■ BRIEF
Add 3 to every bounding-box coordinate given as an answer in the listing, leaving all other lines untouched. Write out the whole stretch from the start of the listing up to and including the line with "top-left (0, 0), bottom-right (1200, 898)".

■ GIVEN DATA
+++

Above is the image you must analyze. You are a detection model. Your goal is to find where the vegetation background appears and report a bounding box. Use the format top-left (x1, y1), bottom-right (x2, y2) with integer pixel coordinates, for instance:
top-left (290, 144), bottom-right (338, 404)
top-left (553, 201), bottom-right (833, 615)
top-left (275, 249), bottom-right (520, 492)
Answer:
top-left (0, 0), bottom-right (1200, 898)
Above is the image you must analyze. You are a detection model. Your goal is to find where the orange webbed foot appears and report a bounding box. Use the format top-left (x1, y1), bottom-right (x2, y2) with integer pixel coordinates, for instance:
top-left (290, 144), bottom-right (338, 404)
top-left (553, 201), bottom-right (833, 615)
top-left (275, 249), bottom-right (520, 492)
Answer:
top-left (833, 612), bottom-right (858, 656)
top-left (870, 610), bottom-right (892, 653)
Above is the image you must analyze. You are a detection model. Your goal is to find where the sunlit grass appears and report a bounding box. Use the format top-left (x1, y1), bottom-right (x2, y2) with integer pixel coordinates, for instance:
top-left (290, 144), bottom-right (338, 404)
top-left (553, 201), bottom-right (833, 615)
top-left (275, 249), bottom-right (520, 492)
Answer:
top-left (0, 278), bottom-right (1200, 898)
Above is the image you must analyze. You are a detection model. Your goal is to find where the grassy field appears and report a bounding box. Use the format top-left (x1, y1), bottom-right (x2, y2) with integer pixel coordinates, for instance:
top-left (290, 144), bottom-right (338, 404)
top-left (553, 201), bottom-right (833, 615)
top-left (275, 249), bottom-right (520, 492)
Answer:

+++

■ FINISHED ANSWER
Above is the image you must analyze. You are a detection model. Your goal is to find where the vegetation background appears and report a bounding box. Use the format top-left (x1, y1), bottom-right (x2, y2) with integer pixel coordinates, for instance:
top-left (290, 144), bottom-right (338, 404)
top-left (553, 201), bottom-right (833, 615)
top-left (275, 249), bottom-right (520, 492)
Answer:
top-left (3, 3), bottom-right (1203, 901)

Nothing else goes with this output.